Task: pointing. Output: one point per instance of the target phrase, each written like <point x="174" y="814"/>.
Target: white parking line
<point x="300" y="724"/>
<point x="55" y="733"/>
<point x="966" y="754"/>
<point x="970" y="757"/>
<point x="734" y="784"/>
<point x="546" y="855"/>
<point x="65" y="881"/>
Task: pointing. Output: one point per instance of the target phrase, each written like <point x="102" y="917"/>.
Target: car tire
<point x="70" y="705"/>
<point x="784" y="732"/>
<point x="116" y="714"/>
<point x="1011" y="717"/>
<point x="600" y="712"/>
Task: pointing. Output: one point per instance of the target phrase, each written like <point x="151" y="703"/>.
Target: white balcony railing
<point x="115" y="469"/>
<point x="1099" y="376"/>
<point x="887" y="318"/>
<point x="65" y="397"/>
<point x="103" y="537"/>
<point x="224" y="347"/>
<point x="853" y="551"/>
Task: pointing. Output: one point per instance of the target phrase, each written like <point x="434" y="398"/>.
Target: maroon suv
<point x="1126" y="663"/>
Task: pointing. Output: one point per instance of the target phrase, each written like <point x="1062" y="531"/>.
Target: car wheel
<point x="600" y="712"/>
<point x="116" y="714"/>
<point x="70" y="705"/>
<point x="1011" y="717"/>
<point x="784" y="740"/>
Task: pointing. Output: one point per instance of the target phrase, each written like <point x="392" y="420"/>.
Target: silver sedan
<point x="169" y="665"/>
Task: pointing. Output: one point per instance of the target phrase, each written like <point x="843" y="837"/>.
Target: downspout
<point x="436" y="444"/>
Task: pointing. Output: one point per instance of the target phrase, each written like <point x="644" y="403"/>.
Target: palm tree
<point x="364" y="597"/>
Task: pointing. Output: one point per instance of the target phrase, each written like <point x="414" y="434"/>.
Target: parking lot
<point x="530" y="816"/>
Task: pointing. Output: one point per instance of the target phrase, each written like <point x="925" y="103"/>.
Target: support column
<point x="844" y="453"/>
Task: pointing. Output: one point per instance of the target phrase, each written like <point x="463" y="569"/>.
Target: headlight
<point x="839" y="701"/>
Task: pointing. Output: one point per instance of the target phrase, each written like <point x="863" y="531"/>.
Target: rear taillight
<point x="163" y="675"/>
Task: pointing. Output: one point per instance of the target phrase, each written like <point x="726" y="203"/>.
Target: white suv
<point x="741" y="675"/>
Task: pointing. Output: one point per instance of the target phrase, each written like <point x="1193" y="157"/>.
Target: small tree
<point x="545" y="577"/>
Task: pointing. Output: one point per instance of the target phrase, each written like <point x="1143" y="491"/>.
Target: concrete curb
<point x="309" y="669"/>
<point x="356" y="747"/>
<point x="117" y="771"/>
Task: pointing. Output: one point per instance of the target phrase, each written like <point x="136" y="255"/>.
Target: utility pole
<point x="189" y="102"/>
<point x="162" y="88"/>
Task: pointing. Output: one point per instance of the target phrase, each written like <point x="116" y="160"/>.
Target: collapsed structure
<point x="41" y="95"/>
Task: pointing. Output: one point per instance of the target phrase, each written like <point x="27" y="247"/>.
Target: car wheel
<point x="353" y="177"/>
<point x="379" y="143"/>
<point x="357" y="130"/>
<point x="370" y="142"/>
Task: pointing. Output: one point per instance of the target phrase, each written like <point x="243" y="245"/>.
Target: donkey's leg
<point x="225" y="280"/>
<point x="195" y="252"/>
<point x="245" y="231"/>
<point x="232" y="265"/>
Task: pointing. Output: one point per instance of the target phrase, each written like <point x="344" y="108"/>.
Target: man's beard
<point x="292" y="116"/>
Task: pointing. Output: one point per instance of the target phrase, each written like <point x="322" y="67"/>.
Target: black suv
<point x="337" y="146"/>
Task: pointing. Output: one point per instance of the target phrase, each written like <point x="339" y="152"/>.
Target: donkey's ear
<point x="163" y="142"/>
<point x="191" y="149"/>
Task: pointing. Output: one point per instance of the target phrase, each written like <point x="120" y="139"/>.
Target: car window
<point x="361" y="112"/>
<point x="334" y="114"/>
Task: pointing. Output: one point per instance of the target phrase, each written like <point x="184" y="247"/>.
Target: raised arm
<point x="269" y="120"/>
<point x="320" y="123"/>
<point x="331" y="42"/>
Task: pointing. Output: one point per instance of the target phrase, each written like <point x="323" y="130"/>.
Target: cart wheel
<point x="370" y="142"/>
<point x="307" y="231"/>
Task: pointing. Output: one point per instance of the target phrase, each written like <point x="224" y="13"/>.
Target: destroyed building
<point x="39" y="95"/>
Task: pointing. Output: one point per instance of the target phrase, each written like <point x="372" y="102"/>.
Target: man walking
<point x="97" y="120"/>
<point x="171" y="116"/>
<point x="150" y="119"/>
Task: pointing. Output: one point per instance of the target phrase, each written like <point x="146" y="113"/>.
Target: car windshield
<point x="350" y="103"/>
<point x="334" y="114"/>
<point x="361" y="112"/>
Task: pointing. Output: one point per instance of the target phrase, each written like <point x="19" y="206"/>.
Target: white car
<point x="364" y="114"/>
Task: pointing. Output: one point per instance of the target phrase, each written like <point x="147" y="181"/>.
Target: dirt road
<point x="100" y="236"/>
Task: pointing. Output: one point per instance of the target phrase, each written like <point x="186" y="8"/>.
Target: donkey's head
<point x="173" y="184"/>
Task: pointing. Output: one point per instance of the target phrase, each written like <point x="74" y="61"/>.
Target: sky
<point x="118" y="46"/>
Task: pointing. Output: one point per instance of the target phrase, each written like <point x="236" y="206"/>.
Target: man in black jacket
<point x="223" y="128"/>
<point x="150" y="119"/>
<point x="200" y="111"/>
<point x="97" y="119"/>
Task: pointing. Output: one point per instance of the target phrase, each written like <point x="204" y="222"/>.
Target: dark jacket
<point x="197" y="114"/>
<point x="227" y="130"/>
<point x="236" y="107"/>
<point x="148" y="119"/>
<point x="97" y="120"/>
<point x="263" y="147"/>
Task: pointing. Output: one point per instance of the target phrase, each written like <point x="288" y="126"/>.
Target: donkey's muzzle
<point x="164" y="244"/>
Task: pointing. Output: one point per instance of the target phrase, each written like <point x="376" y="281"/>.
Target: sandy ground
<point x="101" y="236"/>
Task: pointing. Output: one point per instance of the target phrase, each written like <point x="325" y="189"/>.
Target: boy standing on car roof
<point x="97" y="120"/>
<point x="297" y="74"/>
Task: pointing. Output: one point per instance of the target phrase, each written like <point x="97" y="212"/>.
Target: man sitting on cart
══════
TASK OBJECTIVE - Which lines of the listing above contain the word "black"? Copy each of those lines in full, and count a match only when the case is the same.

FINAL RESULT -
Target: black suv
Target: man in black jacket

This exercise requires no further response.